#### [Extrait choisi]
Maurice Gourdault-Montagne a rendu compte de son entretien secret avec Bachar el-Assad dans ses mémoires publiés en 2022 aux éditions Bouquins : « Je m’attendais à ce qu’il soit intéressé par les idées que je développais, au nom de Jacques Chirac et des leaders de trois grands pays. J’insistai sur la souveraineté de la Syrie et sur toute initiative qu’il pourrait prendre sans en pointer aucune en particulier. Je ne lui ai ainsi jamais suggéré, contrairement à ce qui a été rapporté à l’époque, d’abandonner le Golan ou d’aller en Israël. Nous savions que c’était un « non starter ». J’eus très vite l’impression qu’il ne m’écoutait pas vraiment. En guise de réponse, il me tint un long monologue, dont l’obsession de la reconnaissance américaine était le sujet central. « Êtes-vous ici au nom des Américains ? Venez-vous avec un message de leur part ? Je discute avec les Américains, ce qui m’intéresse, c’est la reconnaissance des Américains », me dit-il. A aucun moment je n’eus l’impression qu’il avait pris la mesure des bouleversements du monde qui l’entourait et des opportunités qu’ils lui offraient de moderniser son pays en l’intégrant sur la scène internationale. Ou alors, s’il devinait confusément l’ampleur de la vague, il refusait d’en tirer les conséquences, préférant se recroqueviller sur lui-même. Au fond, ce qui l’intéressait était la seule Syrie et la pérennité des fondamentaux du régime. » (p.130 de ces mémoires) En effet, l’initiative des « trois grands pays » est rapportée, et en effet Gourdault-Montagne n’a pas suggéré d’abandonner le Golan, pour le reste ce résumé lapidaire de l’entretien et de la position de Bachar el Assad est lacunaire et caricatural : il conforte la vision médiatique d’un « régime syrien » autistement agrippé à son nid d’aigle, d’un dictateur grossier et animé par des obsessions anachroniques, tout en donnant un semblant de justification à la guerre qui sera déclenchée huit ans plus tard, à laquelle il ne consacre pas une ligne sur 400 pages de mémoires, alors qu’il aborde largement l’invasion de l’Ukraine par la Russie en février 2022. Pas une ligne non plus dans ces mémoires sur l’influence déterminante d’Israël sur la politique étrangère étasunienne, qu’il a lui-même évoquée devant Assad, ce dernier développant crûment en écho ce facteur fondamental : au moins sur ce point, Maurice Gourdault-Montagne n’est pas franc du collier.

#### [Données enregistrées]
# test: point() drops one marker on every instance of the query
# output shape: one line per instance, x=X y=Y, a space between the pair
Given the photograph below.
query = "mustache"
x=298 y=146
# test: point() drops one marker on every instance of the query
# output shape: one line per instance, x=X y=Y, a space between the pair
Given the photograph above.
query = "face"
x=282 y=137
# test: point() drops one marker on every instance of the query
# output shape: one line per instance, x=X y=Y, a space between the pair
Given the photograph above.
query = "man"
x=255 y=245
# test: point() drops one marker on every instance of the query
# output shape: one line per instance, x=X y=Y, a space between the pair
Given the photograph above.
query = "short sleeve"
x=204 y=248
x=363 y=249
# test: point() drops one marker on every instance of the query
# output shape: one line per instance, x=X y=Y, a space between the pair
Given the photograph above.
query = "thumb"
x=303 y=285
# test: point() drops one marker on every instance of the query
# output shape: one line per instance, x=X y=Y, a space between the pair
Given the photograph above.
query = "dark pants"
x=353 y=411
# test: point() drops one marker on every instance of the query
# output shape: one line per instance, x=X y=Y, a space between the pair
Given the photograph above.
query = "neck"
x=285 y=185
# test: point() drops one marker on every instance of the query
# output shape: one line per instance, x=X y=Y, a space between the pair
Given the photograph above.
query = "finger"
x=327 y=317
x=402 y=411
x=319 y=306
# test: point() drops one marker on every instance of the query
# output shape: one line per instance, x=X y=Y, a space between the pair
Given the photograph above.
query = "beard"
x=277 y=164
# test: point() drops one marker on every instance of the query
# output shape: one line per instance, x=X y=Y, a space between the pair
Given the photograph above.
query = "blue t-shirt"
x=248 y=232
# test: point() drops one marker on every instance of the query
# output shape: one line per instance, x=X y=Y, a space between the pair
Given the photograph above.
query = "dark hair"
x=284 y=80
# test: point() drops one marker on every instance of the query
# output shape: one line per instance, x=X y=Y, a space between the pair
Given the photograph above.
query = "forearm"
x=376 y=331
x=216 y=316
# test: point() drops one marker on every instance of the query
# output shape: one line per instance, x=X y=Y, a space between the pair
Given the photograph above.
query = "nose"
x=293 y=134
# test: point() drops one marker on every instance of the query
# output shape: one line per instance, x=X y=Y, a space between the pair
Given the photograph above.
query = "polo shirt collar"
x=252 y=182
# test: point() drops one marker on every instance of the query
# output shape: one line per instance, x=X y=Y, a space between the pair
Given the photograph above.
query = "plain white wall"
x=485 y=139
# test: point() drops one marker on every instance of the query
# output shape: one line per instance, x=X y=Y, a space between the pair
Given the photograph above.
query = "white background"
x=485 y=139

#### [À faire]
a – Chez quel éditeur sont parus les mémoires de Maurice Gourdault-Montagne, d'après l'extrait sur son entretien avec Bachar el-Assad ?
b – Poursuivez l'extrait sur l'entretien avec Bachar el-Assad après sa dernière phrase.
Les enregistrements n'ont aucun lien avec l'extrait.

#### [Réponses]
a – Aux éditions Bouquins.

b –
Recension du livre de Sami Kleib
Le lecture de cette poignée d’extraits, qui ne sont qu’un échantillon limité à deux entretiens, suffit à la rigueur pour comprendre pourquoi cet ouvrage n’a fait l’objet d’aucune recension en France. Outre le camp dans lequel son auteur s’est délibérément placé au premier plan, du début des « Printemps arabes » fin 2010 à la fin de l’année 2019, ces entretiens révèlent sans fard un phénomène relevant du tabou religieux dans l’hexagone en particulier et dans les pays de la zone OTAN en général, à savoir la prise de contrôle de la politique étrangère des États-Unis et de ces pays par Israël et les lobbies ad hoc qui y sont enkystés. Son second péché impardonnable est de révéler un Bachar el-Assad aux antipodes de la caricature hitléroïde inlassablement colportée dans les médias depuis les douze années qu’ont commencé la guerre : fin diplomate, habile dialecticien, excellent connaisseur des dossiers, apparemment soucieux du bien et de l’honneur de la Nation arabe, équanime et sans écart de langage, plutôt séduisant en comparaison d’interlocuteurs souvent retors, parvenus, et de mauvaise foi. Ce Bachar el-Assad-là, nul en zone OTAN ne doit avoir la moindre idée de son existence, et le livre de Sami Kleib se pose bel et bien comme une réhabilitation particulièrement convaincante du président syrien, dont il retrace l’enfance, la formation, le parcours, et les premiers pas comme président dans les 60 premières pages de son ouvrage.
La longue expérience de Sami Kleib en France, à Radio France International et Radio Monte Carlo, et aux côtés des présidents français à l’occasion de leurs voyages officiels dans le monde arabe, suggère toutefois, que – contrairement à d’autres ouvrages sur le même sujet et à l’angle d’attaque comparable, dont ceux de votre serviteur, qui ont pu échapper à l’attention des journalistes chargés de traiter ces thématiques10 – on imagine mal que la parution de Syrie : documents secrets d’une guerre programmée, soit demeurée complètement inconnue dans les milieux que son auteur a fréquentés dans une autre existence. On doit indiquer que ce livre, qui a reçu le premier prix du Salon international du livre arabe de Beyrouth en 2016, est l’un des plus vendus dans le monde arabe, alors qu’en France, faute de couverture médiatique, il stagne à sa première édition, et demeure inconnu des médias alternatifs ou indépendants. Dans cet autre monde il en est à sa seizième édition.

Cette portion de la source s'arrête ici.